▶ _The task_: Turn every row below into a JSON list of strings, with one string per line and blank lines skipped.

▶ _Data extract_:
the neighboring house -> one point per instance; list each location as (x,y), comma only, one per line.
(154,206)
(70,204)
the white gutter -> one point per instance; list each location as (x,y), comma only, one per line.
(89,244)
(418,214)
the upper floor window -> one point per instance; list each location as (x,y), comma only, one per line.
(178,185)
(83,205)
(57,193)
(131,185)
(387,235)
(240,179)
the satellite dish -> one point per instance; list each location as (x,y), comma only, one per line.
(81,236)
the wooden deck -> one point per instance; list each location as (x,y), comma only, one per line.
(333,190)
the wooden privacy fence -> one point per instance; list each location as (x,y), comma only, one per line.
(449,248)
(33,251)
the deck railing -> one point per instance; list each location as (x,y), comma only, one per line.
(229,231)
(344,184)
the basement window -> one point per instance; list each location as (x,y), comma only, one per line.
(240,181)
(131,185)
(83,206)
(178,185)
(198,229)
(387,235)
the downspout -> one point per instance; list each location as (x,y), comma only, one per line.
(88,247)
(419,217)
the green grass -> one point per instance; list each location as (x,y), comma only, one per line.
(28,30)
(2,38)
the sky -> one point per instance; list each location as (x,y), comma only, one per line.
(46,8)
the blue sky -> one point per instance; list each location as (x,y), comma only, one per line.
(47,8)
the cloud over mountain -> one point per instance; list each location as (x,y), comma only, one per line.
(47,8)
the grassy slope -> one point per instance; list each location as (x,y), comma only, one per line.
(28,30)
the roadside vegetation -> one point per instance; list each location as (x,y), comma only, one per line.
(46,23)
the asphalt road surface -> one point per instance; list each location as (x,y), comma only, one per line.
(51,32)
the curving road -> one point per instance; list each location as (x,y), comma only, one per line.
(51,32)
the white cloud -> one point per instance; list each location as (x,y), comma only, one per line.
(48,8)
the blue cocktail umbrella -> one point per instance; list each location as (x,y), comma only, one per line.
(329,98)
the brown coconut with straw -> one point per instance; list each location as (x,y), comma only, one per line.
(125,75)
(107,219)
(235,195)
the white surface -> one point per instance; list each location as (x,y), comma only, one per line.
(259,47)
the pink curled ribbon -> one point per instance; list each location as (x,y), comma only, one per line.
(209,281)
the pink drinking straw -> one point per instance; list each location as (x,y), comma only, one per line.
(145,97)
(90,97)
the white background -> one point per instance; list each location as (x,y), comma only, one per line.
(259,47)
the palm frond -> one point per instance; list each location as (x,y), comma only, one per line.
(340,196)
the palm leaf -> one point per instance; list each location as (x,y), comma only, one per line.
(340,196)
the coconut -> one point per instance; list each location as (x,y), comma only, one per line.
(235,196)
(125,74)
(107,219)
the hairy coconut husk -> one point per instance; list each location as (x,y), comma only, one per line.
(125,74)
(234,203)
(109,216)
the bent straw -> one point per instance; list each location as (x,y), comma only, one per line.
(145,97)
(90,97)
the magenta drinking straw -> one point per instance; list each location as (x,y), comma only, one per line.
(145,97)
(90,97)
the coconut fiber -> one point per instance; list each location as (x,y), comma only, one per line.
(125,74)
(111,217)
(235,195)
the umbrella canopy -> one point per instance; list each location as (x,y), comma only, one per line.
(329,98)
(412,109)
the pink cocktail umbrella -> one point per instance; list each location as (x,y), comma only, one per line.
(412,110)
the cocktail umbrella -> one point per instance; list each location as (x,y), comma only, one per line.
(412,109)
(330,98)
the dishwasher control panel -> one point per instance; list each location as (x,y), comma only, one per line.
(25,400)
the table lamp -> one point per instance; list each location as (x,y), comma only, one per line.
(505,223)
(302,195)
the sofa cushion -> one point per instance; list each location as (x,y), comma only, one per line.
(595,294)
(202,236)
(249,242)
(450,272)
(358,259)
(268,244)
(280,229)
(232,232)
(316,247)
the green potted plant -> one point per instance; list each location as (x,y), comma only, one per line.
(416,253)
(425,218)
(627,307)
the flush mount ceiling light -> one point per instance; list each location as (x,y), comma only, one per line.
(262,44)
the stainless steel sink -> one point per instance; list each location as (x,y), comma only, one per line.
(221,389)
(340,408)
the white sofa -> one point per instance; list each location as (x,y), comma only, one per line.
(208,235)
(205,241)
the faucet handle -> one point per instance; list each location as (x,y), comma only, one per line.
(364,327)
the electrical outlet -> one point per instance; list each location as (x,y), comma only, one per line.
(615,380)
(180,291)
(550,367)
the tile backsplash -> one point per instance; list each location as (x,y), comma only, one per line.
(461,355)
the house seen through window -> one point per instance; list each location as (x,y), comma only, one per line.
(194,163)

▶ _Expected answer_:
[
  "the neighboring house -> one point per instance; list each location as (x,y), comma only, one per line.",
  "(154,206)",
  "(70,204)",
  "the white gutter -> one point per instance; list each location as (x,y), comma only, one per line.",
  "(89,244)",
  "(418,214)",
  "the upper floor window -> one point per instance; list each location as (x,y), comma only, one per line.",
  "(178,185)",
  "(83,205)",
  "(57,193)",
  "(131,185)",
  "(387,235)",
  "(240,179)",
  "the satellite dish -> one point per instance; list each location as (x,y), comma only, one per line.",
  "(81,236)",
  "the wooden deck -> one point per instance; list each location as (x,y), comma only, one per line.",
  "(333,190)",
  "the wooden privacy fence -> one point per instance; list each location as (x,y), comma only, one per line.",
  "(449,248)",
  "(33,251)",
  "the deck railing -> one point per instance; list each location as (x,y), comma only, one per line.",
  "(229,231)",
  "(344,184)",
  "the basement window -> one point per instance; list each location as (x,y), comma only, one per line.",
  "(240,181)",
  "(131,185)",
  "(83,206)",
  "(178,185)",
  "(198,229)",
  "(387,235)",
  "the downspout -> one point per instance; list each location as (x,y), comma only, one per line.",
  "(88,247)",
  "(419,217)",
  "the green grass -> one point per instance; list each location as (x,y), comma only, one per line.",
  "(28,30)",
  "(2,38)",
  "the sky -> one point per instance; list each location as (x,y), comma only, one per line.",
  "(46,8)",
  "the blue sky -> one point per instance; list each location as (x,y), comma only, one per line.",
  "(47,8)",
  "the cloud over mountain -> one point per instance; list each location as (x,y), comma only, one per line.",
  "(47,8)",
  "the grassy slope -> one point per instance; list each location as (x,y), comma only, one per line.",
  "(28,30)",
  "the roadside vegetation -> one point per instance; list each location as (x,y), comma only, one per line.",
  "(46,23)",
  "the asphalt road surface -> one point per instance; list each location as (x,y), comma only, one per line.",
  "(51,32)",
  "the curving road -> one point per instance; list each location as (x,y), comma only, one per line.",
  "(51,32)",
  "the white cloud -> one point per instance; list each location as (x,y), comma only, one per line.",
  "(48,8)",
  "the blue cocktail umbrella -> one point per instance; list each location as (x,y), comma only, one per line.",
  "(329,98)",
  "the brown coconut with straw -> one point per instance; list each location as (x,y), comma only, one per line.",
  "(125,75)",
  "(107,219)",
  "(235,195)",
  "the white surface -> one point per instance; list each location as (x,y), comma only, one per line.",
  "(259,47)",
  "the pink curled ribbon -> one point per instance; list each location as (x,y), comma only, one per line.",
  "(209,281)",
  "the pink drinking straw -> one point per instance; list each location as (x,y), comma only, one per line.",
  "(145,97)",
  "(90,97)",
  "the white background -> one point per instance; list each location as (x,y), comma only, one per line.",
  "(259,47)",
  "the palm frond -> one point per instance; list each location as (x,y), comma only, one per line.",
  "(340,196)",
  "the palm leaf -> one point per instance; list each location as (x,y), comma only, one per line.",
  "(340,196)",
  "the coconut -> one point per instance; list each location as (x,y), comma only, one per line.",
  "(235,196)",
  "(125,74)",
  "(107,219)",
  "the hairy coconut husk -> one point per instance; list each location as (x,y), comma only, one per line.",
  "(125,74)",
  "(234,203)",
  "(109,216)",
  "the bent straw -> one point per instance; list each location as (x,y), comma only, one per line.",
  "(145,97)",
  "(90,97)",
  "the magenta drinking straw -> one point per instance; list each location as (x,y), comma only, one per line.",
  "(145,97)",
  "(90,97)",
  "the coconut fiber -> one point per instance; list each location as (x,y), comma only, one per line.",
  "(125,74)",
  "(111,217)",
  "(235,195)",
  "the umbrella canopy -> one point per instance; list each location as (x,y), comma only, one per line.",
  "(329,98)",
  "(412,109)",
  "the pink cocktail umbrella -> one point per instance; list each location as (x,y), comma only, one per line.",
  "(412,110)",
  "the cocktail umbrella -> one point per instance; list each location as (x,y), comma only, one per line.",
  "(412,109)",
  "(330,98)",
  "the dishwasher control panel -> one point per instance; list each location as (x,y), comma only, one per line.",
  "(25,400)",
  "the table lamp -> one point per instance; list each location as (x,y), comma only, one per line.",
  "(505,223)",
  "(302,195)",
  "the sofa cushion -> one point per instance; list each location as (x,y), comma only, one per line.",
  "(595,294)",
  "(202,236)",
  "(249,242)",
  "(450,272)",
  "(358,259)",
  "(268,244)",
  "(280,229)",
  "(232,232)",
  "(316,247)",
  "the green potted plant -> one point per instance; list each location as (x,y), comma only, one per line.",
  "(416,253)",
  "(425,218)",
  "(627,307)",
  "the flush mount ceiling light -> one point per instance; list each location as (x,y), comma only, one per line.",
  "(262,44)",
  "the stainless steel sink -> one point per instance; list each location as (x,y), comma only, one per line.",
  "(221,389)",
  "(340,408)",
  "the white sofa -> one point per instance; list each location as (x,y), comma only, one per line.",
  "(208,235)",
  "(205,241)",
  "the faucet handle -> one point per instance; list each location as (x,y), comma only, one per line.",
  "(364,327)",
  "the electrical outlet -> one point per instance; list each location as (x,y), comma only, one per line.",
  "(615,380)",
  "(180,291)",
  "(550,367)",
  "the tile backsplash -> one point per instance; list each location as (x,y), comma only, one per line.",
  "(461,355)",
  "the house seen through window -> one point per instance; list each location as (x,y), comma only, one per line.",
  "(194,163)"
]